* start Material for this task *

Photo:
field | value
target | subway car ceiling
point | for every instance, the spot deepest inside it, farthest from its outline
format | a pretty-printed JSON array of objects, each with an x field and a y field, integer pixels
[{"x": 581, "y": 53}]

* end Material for this task *
* start Material for this task *

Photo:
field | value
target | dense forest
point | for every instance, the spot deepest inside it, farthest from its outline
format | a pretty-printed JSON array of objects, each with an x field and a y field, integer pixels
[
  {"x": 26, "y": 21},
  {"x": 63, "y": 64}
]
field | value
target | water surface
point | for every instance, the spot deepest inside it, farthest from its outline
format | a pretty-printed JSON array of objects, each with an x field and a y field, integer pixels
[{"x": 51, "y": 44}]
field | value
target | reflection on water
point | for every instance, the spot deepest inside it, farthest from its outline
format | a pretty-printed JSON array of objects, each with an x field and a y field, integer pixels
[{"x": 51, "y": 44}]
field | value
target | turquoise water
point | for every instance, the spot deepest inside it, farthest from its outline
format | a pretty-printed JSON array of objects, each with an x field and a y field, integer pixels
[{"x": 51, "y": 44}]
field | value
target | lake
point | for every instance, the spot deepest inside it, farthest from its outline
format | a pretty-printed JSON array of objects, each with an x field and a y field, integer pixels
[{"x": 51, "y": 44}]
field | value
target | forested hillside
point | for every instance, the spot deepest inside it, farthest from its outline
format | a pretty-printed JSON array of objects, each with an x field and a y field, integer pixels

* end Material for this task *

Pull out every line in the records above that contains the word "target", and copy each of those lines.

target | subway car ceiling
target | dense forest
target | water surface
target | reflection on water
target | turquoise water
target | lake
target | forested hillside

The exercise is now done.